**EXERCISE REQUIREMENTS:** Find "Pick out a point on every instance of the white" in the data below; transcribe the line it appears on and each line after it, exactly, to the end, and nothing else.
Top of DATA FOR PROCESSING
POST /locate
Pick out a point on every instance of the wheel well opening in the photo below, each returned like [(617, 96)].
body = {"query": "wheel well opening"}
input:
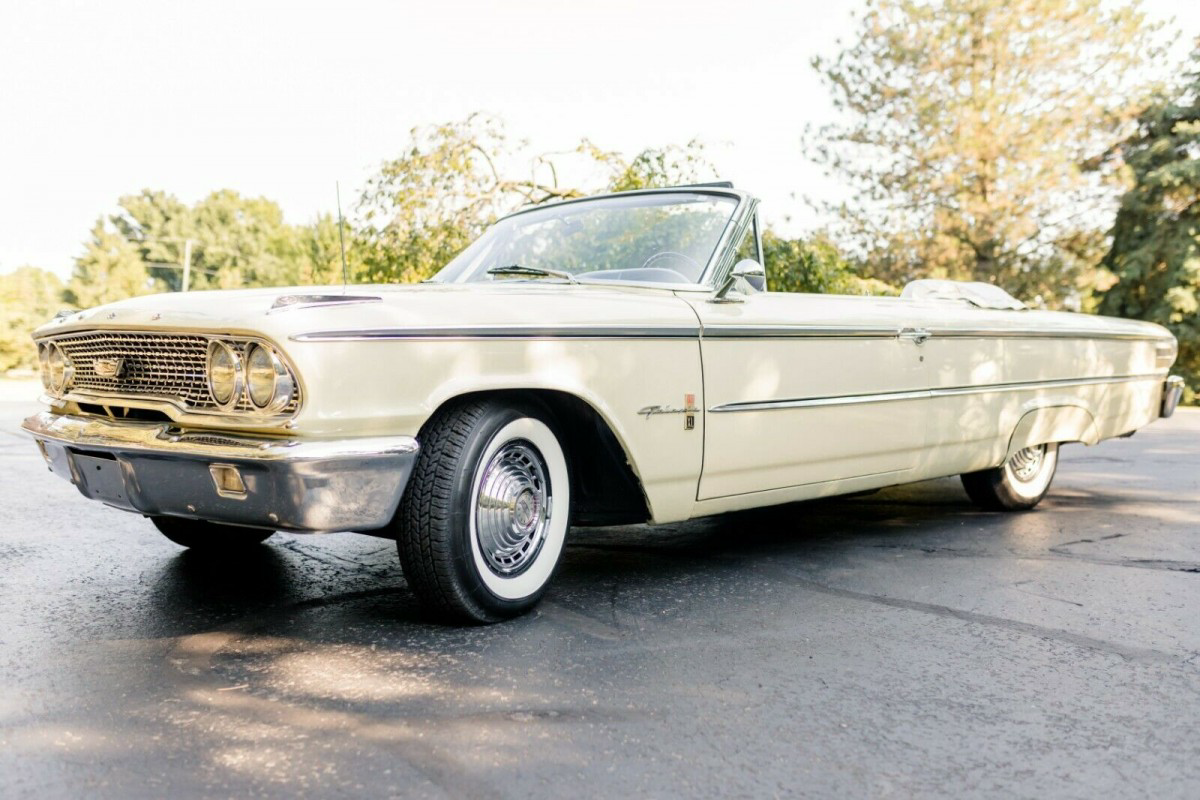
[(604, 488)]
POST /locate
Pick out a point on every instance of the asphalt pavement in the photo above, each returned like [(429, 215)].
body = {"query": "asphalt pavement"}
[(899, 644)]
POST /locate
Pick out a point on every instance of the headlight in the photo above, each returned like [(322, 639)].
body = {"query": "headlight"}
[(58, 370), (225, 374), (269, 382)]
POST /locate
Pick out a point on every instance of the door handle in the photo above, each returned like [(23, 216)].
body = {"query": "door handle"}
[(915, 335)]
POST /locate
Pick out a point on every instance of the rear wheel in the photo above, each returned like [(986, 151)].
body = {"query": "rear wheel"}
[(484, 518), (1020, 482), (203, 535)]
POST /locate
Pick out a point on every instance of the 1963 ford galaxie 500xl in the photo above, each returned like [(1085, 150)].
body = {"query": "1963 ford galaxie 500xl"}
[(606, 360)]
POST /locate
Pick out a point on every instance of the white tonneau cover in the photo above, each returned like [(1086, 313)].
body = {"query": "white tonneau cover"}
Bottom of DATA FOR PROCESSING
**TASK OUTPUT:**
Pick out a point on every instance of the white tonneau cover in the photo above, each returned like [(1086, 313)].
body = {"query": "white tonneau cover"}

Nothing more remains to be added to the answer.